- [TEXTO FORNECIDO]
----------

D. Duarte: "Para muitos espanhóis não faz sentido a independência de Portugal"
01 DE DEZEMBRO DE 2017
João Céu e
Silva
D. Duarte
desconfia do país vizinho e o filho, D. Afonso, na sua primeira entrevista, defende
um referendo sobre o regime
Antes de
dar início à entrevista, D. Duarte critica a atuação recorrente dos partidos:
"Qualquer dona de casa sabe que se gastar o que não tem acaba mal e vemos
que os constantes primeiros-ministros não percebem ou não querem entender isso.
É uma síndrome republicana resolver os problemas até às próximas eleições e que
a população esteja contente." Ao seu lado está o sucessor, o infante D.
Afonso, que fez as primeiras declarações públicas nesse estatuto neste encontro
(no final).
Entrevista
a D. Duarte
Para muitos
espanhóis não faz sentido a independência de Portugal
Estão a
aumentar os simpatizantes dos valores monárquicos?
Esse é um
número difícil de avaliar, mas os valores dizem que há 30% de pessoas que acham
que um rei era melhor que um Presidente e 70% considera que o Estado português
deve reconhecer a família real e dar-lhe um lugar oficial. Ou seja, são
simpatizantes mesmo que não sejam monárquicos. Por outro lado, diria que não há
assim tantos republicanos convictos e muitos dos que existem são por razões que
não têm base política mas afetiva ou familiar. Outro número a ter em conta é
que os inscritos nas reais associações tem aumentado.
Há quem
defenda núcleos monárquicos nos partidos. Concorda?
Sim,
lembro-me até que nos anos 1980 havia um núcleo monárquico no PS. É óbvio que
há mais tendência para os monárquicos escolherem partidos conservadores do que
os de esquerda, embora o grupo de Gonçalo Ribeiro Teles fosse considerado de
esquerda.

----------

Excertos de conjunto de dados de marcação de pontos:
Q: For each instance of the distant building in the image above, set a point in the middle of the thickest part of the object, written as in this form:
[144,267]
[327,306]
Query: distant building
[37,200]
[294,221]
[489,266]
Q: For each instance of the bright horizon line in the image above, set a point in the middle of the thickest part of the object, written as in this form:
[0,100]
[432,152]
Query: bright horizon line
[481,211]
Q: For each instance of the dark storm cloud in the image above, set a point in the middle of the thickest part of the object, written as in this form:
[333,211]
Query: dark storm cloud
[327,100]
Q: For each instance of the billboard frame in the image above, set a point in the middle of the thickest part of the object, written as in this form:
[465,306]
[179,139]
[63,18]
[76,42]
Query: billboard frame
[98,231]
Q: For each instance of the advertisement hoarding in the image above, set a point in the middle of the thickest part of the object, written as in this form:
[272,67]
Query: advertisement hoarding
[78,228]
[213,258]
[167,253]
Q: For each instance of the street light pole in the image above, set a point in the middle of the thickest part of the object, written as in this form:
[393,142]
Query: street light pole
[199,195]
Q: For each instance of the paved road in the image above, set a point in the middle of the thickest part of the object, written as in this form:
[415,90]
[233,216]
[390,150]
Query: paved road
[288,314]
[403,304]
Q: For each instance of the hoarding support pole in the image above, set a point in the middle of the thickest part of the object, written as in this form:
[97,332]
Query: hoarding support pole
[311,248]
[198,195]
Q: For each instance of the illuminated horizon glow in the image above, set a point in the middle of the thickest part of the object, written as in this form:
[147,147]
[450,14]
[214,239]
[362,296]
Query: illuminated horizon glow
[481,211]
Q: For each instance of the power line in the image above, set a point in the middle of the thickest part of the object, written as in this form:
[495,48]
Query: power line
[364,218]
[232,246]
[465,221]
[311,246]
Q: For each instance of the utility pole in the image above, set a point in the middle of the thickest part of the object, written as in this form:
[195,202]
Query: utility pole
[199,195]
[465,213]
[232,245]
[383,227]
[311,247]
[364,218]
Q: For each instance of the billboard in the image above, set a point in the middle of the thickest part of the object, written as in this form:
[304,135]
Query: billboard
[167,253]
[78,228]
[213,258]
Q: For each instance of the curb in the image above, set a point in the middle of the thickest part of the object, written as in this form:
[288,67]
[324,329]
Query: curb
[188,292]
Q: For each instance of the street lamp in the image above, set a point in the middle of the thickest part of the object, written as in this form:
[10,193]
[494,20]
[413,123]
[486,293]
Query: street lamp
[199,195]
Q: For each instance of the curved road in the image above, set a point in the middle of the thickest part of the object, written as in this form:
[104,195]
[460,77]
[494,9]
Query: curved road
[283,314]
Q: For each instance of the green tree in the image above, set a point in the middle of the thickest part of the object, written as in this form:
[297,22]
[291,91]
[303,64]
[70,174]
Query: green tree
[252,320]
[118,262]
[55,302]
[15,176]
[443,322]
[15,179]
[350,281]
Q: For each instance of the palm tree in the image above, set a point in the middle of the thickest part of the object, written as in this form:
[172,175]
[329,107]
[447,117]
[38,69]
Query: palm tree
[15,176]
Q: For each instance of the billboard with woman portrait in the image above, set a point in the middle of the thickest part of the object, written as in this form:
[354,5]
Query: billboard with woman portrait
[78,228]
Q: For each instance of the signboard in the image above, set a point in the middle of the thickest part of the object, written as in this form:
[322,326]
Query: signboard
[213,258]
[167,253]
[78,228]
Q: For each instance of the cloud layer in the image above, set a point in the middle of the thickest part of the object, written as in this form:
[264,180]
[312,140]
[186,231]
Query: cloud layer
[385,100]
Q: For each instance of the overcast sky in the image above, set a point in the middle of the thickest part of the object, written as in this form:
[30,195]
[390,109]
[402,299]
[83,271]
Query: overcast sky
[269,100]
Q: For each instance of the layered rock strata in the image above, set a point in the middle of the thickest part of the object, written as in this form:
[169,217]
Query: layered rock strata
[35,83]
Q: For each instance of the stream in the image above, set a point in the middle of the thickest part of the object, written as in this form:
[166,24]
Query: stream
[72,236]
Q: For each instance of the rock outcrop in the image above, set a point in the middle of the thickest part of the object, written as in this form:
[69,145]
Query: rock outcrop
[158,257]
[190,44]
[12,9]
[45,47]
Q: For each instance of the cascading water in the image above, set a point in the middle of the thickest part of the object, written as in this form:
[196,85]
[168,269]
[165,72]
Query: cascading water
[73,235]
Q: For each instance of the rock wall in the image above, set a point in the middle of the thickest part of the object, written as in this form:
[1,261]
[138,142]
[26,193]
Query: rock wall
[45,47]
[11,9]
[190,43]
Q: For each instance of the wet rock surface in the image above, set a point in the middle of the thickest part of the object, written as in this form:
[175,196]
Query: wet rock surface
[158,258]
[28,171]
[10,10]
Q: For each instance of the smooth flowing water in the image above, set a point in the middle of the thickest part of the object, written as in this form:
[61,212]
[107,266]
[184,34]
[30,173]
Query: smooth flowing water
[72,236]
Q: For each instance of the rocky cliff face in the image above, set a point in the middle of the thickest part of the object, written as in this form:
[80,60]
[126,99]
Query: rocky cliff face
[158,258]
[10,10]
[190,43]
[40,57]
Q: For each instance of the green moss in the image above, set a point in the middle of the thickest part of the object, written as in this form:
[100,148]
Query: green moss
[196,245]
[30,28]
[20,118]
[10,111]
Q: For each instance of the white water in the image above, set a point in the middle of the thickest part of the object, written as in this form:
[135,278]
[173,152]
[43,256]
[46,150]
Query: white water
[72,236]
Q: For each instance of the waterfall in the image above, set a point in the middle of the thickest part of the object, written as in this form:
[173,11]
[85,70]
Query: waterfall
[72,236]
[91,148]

----------

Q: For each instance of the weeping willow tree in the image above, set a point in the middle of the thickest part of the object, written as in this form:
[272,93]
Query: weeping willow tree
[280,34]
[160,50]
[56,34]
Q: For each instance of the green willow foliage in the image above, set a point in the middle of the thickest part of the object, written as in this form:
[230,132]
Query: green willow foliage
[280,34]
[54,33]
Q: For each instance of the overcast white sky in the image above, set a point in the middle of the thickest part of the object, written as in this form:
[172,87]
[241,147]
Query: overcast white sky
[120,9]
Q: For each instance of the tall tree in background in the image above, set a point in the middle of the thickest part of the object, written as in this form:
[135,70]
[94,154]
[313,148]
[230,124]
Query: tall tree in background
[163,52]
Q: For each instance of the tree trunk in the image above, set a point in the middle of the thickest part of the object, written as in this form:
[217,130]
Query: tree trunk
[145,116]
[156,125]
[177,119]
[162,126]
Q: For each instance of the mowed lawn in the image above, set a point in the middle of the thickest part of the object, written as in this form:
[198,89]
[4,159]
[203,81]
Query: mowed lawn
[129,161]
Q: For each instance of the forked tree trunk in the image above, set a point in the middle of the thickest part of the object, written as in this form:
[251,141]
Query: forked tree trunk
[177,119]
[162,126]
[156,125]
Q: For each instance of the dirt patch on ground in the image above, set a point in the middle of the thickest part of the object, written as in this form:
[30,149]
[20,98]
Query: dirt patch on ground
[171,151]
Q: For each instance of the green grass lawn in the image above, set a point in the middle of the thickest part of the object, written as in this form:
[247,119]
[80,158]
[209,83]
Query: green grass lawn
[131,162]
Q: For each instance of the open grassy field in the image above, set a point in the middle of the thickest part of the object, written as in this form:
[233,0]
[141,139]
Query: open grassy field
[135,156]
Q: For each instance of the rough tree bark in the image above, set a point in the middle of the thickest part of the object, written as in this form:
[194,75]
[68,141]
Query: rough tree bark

----------

- [TAREFAS PROPOSTAS]
#1 Responda a estas perguntas sobre a entrevista a D. Duarte:
(a) Que percentagem de pessoas, segundo D. Duarte, acha que um rei era melhor do que um Presidente?
(b) Em que partido havia um núcleo monárquico nos anos 1980?
(c) O que defende D. Afonso na sua primeira entrevista?
#2 Retome a entrevista a D. Duarte logo a seguir à última frase apresentada.
Os itens não servem para nada neste exercício.

- [RESPOSTAS POR ORDEM]
#1
(a) 30%.
(b) No PS.
(c) Um referendo sobre o regime.

#2
O Partido
Popular Monárquico foi um erro?
Não posso
dizer que seja um erro, pois às pessoas que são monárquicas assiste o direito a
terem um partido, mas benéfico não é porque muita gente identifica o movimento
monárquico com o PPM e não se percebe da exata alternativa monárquica à
republicana.
Os
simpatizantes da monarquia votam no PPM?
A maior
parte vota noutros partidos.
Que modelo
de monarquia atual seria melhor para Portugal na sua opinião?
O modelo
excelente tem sido o da Bélgica. Em crises governamentais o rei nomeia governos
e tem funcionado bem.
A questão
do referendo para a restauração da monarquia é uma luta dos monárquicos. Há
condições?
Depende do
espírito democrático dos deputados. Há os que consideram que não se deve fazer
essa pergunta ao povo porque a resposta pode sair errada e não a irão aceitar.
No entanto, já houve uma maioria de deputados favoráveis há uns anos que não
conseguiram os dois terços necessários. A Constituição proíbe sair da forma
republicana de governo, mesmo que o professor Jorge Miranda não concorde com
isso.
O que diria
a União Europeia se houvesse referendo sobre a monarquia?
Muitos
países da UE são monarquias e até dos mais europeístas. Porquê? Os meus primos
da Bélgica e do Luxemburgo não têm reticências à União - mesmo que eu tenha .
Sentem que mesmo que o país perca parte da sua independência política como
mantêm a sua monarquia não perderão identidade. Acho que a União não deve
exagerar na centralização, pois pode criar reações negativas por parte das
populações.
Por isso
foi contra o euro?
Defendi que
a entrada no euro foi má para a economia portuguesa. Sair? Não se deve
dramatizar excessivamente, antes analisar as alternativas.
Quando se o
ouve a dizer isso parece sintonizado com o Bloco de Esquerda!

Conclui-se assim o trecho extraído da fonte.